◆ **DATA FOR REVIEW**
Start of Block

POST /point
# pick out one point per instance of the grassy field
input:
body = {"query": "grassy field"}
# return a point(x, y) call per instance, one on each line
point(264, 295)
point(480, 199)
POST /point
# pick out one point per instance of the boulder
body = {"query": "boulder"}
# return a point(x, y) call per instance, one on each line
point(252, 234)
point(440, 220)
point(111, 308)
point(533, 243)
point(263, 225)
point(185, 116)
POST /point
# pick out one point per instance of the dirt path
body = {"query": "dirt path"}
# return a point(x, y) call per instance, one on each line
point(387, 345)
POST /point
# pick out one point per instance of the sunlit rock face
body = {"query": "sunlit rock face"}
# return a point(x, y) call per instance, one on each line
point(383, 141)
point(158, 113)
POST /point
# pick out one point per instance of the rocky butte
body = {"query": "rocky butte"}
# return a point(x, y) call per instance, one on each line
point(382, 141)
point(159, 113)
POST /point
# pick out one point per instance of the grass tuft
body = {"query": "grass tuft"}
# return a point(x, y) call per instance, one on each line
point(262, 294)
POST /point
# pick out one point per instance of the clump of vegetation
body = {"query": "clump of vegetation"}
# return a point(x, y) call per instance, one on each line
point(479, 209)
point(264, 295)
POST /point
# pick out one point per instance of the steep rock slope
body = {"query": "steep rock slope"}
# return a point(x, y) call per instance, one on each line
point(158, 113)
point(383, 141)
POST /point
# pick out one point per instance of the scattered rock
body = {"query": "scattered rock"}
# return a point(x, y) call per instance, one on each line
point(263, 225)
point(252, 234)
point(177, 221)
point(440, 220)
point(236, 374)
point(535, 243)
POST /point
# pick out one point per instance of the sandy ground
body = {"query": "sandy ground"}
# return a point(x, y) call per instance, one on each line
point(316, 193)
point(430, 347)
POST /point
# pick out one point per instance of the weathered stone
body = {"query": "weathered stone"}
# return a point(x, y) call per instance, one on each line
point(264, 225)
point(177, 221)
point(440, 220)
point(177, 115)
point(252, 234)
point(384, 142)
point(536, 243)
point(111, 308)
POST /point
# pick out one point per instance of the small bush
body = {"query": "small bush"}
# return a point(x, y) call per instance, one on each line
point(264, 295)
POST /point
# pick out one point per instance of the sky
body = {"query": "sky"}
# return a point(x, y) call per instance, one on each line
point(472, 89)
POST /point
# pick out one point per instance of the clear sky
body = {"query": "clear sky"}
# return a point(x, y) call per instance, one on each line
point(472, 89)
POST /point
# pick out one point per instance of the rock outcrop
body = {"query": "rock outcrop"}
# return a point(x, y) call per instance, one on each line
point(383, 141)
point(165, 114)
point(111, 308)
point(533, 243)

End of Block

◆ **WHAT THE EXERCISE ASKS**
Return the entries above exactly as they appear.

◆ **RESULT FOR THIS TASK**
POST /point
# pick out one point per instance of the grassy field
input:
body = {"query": "grassy field"}
# return a point(x, y) call per instance, one on each line
point(264, 295)
point(480, 199)
POST /point
# pick out one point per instance of the boulder
body = {"query": "boulder"}
# return a point(x, y) call per instance, one on each line
point(252, 234)
point(440, 220)
point(111, 308)
point(533, 243)
point(263, 225)
point(185, 116)
POST /point
# pick out one point per instance of the dirt path
body = {"query": "dirt path"}
# return a point(x, y) call per instance, one on each line
point(387, 345)
POST /point
# pick out one point per instance of the sunlit rock face
body = {"query": "sunlit rock face"}
# return a point(x, y) call per instance, one on each line
point(383, 141)
point(158, 113)
POST /point
# pick out one point per instance of the rocky butte
body = {"query": "rocky butte"}
# return a point(x, y) call per instance, one on each line
point(382, 141)
point(159, 113)
POST /point
# pick out one point per instance of the grass tuft
body = {"query": "grass tuft"}
# return a point(x, y) call per instance, one on each line
point(262, 294)
POST /point
# pick out one point per instance of the clump of vegetation
body = {"query": "clump of vegetation"}
# return a point(x, y) call per instance, one on each line
point(479, 209)
point(264, 295)
POST /point
# pick out one point per instance of the steep rock slope
body = {"query": "steep rock slope"}
# return a point(x, y) call per instance, one on each line
point(158, 113)
point(383, 141)
POST /point
# pick out one point per instance of the scattered rock
body = {"query": "scattered rock"}
# return a point(x, y) call per instance, one on each line
point(263, 225)
point(252, 234)
point(177, 221)
point(440, 220)
point(236, 374)
point(535, 243)
POST /point
# pick out one point per instance of the sandy ground
body = {"query": "sandy ground"}
# return a point(x, y) call per instance, one on each line
point(316, 193)
point(430, 347)
POST /point
# pick out one point per instance of the weathered stone
body = {"query": "weathered stone"}
# return a point(x, y) call per instance, one on each line
point(264, 225)
point(177, 221)
point(440, 220)
point(177, 115)
point(252, 234)
point(384, 142)
point(536, 243)
point(111, 308)
POST /point
# pick out one point per instance of the small bush
body = {"query": "small bush"}
# return a point(x, y) call per instance, one on each line
point(264, 295)
POST /point
# pick out one point per instance of the sky
body = {"query": "sky"}
# return a point(x, y) call per instance, one on each line
point(472, 89)
POST /point
# pick out one point per instance of the clear sky
body = {"query": "clear sky"}
# return a point(x, y) call per instance, one on each line
point(472, 89)
POST /point
# pick out one point per instance of the rock outcrop
body = {"query": "rock outcrop"}
# return a point(x, y) call per instance, one on each line
point(383, 141)
point(165, 114)
point(111, 308)
point(533, 243)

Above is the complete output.